▸ **YOUR GOAL**:
How many lines in the listing below contain the string "head"? Reply with the number alone.

··· PROVIDED MATERIAL ···

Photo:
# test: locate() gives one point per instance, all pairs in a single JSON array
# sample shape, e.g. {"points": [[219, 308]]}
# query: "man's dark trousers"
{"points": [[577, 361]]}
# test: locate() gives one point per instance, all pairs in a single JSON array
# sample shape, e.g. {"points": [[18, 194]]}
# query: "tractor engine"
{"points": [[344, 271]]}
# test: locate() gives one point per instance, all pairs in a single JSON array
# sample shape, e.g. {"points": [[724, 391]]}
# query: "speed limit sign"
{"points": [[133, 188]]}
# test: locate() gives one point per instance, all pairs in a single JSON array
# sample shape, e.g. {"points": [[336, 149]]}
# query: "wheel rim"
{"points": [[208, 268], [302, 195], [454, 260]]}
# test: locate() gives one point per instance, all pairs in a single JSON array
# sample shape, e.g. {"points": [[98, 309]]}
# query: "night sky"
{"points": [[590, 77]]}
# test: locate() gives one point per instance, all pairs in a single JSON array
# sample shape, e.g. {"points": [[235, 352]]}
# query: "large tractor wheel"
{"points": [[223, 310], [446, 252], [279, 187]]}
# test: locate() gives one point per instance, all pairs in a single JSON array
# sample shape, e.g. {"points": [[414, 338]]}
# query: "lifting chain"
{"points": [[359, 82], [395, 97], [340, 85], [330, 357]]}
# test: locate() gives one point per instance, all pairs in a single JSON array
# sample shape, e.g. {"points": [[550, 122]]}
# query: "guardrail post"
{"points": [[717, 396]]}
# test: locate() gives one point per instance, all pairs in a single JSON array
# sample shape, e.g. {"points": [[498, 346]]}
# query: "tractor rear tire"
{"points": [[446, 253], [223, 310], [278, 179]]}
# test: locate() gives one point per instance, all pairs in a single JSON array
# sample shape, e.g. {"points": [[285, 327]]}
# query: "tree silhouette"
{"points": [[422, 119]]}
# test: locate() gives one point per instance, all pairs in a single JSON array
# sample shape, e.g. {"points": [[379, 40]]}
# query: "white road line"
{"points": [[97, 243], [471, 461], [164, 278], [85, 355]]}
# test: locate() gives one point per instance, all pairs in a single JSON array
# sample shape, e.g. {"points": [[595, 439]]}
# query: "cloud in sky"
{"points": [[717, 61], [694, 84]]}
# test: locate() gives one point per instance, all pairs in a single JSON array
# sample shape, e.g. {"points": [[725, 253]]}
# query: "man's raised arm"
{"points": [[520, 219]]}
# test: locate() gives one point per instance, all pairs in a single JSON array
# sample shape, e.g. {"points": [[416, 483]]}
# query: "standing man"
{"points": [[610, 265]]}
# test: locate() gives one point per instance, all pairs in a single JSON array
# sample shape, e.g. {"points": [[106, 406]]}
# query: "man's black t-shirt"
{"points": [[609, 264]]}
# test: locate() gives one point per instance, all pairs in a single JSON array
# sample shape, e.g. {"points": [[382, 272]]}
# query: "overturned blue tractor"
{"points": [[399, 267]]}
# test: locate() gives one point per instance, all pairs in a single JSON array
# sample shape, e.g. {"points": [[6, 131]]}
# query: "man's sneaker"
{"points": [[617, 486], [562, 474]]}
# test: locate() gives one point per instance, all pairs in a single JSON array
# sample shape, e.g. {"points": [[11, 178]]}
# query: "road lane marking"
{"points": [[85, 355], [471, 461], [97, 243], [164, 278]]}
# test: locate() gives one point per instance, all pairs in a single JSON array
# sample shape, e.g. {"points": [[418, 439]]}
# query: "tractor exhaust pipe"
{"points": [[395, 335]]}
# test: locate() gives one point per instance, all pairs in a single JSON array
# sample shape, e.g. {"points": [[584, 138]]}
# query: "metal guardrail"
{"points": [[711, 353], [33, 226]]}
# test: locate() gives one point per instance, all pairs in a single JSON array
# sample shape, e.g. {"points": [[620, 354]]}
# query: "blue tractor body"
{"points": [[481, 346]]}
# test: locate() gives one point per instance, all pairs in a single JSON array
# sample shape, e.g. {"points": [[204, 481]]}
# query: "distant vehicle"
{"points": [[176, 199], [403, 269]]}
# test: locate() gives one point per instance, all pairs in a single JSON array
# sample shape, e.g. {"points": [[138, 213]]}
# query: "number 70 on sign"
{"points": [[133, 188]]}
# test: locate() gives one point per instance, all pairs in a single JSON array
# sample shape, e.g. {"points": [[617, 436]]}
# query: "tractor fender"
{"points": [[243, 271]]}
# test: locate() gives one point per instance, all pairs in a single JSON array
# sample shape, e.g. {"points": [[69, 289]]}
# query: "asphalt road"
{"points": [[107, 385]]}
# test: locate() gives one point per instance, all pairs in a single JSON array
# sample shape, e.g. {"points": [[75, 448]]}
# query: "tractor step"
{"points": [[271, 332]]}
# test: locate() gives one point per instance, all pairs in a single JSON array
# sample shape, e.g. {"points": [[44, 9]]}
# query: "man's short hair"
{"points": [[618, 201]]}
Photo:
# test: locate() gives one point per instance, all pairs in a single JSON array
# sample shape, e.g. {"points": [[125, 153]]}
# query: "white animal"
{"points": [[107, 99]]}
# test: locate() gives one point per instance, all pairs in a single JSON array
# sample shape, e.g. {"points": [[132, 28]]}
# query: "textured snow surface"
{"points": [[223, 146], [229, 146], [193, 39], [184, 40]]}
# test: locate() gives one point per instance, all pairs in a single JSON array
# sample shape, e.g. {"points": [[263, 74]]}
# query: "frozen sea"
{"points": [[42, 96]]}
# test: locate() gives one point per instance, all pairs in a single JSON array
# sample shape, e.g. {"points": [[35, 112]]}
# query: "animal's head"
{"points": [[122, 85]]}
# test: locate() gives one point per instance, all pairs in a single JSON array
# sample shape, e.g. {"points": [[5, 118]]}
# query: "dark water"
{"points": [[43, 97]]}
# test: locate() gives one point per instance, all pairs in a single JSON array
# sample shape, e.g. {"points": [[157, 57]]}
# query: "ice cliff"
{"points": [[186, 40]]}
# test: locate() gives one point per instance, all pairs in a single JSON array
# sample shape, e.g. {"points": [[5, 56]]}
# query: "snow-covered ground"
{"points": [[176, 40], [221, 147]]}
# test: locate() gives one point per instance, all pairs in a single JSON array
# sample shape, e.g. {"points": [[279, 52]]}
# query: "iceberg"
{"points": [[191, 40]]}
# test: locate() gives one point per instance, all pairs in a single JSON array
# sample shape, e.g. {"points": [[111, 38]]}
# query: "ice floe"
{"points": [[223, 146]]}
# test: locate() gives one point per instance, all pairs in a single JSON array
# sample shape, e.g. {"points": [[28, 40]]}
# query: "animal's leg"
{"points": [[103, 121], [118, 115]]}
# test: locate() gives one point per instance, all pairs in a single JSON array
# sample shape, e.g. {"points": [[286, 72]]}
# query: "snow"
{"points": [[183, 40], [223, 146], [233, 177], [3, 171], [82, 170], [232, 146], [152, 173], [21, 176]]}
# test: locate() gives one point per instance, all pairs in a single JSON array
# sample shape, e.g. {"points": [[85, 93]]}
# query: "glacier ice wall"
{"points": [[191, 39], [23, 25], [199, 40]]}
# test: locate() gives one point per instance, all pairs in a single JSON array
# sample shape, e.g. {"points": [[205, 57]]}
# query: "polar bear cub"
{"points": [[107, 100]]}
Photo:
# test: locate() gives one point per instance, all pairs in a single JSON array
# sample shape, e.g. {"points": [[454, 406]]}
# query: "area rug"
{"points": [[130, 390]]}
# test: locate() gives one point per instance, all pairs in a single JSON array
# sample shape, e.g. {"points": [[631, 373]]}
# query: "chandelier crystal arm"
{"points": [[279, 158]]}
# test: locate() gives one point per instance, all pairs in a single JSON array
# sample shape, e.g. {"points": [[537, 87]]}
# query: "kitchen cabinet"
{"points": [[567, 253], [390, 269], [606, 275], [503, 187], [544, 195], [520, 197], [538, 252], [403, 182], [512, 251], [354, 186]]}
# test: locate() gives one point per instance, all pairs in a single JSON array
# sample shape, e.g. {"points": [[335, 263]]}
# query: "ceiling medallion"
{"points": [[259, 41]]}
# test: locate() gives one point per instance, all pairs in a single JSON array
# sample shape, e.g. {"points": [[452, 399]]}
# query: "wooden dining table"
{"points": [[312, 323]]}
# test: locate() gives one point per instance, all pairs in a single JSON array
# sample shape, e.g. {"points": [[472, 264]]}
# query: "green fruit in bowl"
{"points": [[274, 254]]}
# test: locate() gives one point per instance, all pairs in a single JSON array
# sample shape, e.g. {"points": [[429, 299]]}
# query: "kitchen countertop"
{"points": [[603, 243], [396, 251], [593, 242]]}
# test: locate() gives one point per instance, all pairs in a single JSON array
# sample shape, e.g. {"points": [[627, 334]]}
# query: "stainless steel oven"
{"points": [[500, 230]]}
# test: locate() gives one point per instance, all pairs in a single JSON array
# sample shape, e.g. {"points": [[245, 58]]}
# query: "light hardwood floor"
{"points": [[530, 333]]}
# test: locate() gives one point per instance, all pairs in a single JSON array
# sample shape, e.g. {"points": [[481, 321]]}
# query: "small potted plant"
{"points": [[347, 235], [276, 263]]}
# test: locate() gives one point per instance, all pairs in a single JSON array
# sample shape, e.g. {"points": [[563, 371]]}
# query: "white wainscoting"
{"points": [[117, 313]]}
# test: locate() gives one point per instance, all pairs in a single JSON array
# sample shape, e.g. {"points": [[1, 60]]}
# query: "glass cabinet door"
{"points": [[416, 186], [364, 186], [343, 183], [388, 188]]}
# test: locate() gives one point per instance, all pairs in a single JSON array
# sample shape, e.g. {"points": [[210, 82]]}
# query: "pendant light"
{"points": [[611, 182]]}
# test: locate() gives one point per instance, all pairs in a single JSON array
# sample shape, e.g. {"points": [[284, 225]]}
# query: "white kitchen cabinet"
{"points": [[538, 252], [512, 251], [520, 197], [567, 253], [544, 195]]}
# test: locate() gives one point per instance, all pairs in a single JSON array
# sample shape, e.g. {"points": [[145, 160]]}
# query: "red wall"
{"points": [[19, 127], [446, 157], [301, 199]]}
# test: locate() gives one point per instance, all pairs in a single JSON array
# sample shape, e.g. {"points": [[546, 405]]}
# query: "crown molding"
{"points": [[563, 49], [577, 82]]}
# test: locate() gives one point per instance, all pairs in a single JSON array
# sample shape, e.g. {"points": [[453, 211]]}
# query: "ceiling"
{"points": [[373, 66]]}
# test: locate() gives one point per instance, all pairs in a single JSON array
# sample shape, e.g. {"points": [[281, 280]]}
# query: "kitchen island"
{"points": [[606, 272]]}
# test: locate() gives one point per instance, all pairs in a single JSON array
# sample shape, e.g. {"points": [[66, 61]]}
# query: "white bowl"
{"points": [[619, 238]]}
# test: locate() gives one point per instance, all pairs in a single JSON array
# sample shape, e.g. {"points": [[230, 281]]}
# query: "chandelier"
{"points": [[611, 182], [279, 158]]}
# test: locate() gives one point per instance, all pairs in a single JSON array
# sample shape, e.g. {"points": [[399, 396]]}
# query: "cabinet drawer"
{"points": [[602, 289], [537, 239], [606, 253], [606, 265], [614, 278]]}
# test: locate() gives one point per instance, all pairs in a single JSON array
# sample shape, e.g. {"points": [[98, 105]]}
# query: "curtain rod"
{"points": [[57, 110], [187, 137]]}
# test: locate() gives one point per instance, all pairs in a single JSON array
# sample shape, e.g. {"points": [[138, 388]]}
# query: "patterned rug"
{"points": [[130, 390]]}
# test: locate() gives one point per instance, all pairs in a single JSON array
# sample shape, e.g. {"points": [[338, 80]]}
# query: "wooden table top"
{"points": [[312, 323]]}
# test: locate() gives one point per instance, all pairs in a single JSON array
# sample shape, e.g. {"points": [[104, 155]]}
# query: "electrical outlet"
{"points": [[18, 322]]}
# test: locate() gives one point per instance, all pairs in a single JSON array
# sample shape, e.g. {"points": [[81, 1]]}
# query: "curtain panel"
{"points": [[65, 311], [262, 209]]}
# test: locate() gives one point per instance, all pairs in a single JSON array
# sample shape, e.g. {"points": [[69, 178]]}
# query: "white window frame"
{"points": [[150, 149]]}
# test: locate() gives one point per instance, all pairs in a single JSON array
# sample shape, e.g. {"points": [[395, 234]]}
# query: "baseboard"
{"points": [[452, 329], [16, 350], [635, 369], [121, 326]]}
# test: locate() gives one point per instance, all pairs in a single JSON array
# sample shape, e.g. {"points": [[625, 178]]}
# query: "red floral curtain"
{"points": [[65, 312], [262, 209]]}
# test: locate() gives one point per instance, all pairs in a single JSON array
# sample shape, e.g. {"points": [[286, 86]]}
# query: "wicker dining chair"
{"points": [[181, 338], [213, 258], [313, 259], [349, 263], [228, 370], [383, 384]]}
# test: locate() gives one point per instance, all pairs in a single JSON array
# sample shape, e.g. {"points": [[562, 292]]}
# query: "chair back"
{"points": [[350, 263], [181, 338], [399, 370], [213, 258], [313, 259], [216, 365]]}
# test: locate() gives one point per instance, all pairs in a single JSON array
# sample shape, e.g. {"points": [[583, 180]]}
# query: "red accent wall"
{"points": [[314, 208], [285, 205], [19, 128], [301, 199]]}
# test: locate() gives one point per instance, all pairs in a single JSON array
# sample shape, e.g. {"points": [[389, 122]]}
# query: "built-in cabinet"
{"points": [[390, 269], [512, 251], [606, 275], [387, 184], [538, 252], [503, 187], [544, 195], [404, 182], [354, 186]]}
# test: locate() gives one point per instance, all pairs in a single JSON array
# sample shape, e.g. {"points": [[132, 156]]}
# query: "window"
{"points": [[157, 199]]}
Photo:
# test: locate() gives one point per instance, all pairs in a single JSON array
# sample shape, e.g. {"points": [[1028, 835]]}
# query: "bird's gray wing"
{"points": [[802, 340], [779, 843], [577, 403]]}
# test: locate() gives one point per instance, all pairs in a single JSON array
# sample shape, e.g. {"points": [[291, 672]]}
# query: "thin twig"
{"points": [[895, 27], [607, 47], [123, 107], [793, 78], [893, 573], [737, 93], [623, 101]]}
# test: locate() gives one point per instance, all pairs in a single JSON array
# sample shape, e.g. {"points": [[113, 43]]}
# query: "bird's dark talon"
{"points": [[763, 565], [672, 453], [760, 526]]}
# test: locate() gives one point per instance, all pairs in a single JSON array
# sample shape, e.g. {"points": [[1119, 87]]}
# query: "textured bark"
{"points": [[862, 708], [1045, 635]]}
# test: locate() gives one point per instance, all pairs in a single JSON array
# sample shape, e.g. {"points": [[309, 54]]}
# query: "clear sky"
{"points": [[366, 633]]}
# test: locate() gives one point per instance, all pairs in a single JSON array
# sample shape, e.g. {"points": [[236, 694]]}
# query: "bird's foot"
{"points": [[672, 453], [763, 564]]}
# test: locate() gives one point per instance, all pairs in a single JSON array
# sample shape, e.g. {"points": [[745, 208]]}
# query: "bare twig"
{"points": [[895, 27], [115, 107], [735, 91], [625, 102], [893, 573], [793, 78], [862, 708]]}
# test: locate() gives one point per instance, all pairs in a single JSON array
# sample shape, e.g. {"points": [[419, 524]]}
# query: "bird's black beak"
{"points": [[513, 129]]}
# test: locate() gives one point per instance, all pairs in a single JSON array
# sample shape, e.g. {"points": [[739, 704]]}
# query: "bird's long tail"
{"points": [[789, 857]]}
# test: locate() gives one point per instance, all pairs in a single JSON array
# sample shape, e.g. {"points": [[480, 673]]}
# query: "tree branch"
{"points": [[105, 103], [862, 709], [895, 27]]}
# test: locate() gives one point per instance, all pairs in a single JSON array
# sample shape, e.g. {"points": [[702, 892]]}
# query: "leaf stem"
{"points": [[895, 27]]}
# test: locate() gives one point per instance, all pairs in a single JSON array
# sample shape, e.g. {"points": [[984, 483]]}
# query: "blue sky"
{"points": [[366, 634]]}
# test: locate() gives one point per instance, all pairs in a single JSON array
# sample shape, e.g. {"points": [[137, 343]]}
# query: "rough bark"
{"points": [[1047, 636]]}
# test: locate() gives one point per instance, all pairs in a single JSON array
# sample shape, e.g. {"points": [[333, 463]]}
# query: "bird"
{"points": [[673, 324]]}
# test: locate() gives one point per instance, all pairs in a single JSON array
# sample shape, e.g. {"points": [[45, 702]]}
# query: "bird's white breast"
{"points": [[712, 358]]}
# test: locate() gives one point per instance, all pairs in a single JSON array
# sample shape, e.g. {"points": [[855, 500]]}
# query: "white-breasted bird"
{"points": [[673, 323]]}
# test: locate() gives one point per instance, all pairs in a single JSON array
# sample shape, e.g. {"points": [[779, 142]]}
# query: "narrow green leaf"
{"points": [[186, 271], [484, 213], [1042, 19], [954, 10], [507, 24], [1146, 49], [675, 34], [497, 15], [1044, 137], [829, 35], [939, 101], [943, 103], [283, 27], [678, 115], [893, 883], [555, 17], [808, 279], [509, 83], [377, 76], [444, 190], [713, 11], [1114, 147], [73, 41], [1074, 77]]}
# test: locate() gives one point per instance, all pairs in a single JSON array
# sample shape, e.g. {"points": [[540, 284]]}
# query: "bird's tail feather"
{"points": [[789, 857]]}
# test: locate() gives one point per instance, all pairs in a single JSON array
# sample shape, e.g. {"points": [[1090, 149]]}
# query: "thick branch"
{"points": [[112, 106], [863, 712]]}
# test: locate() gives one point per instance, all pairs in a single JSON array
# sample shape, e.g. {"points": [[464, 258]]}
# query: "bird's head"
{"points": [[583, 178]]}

···

▸ **WORKED ANSWER**:
2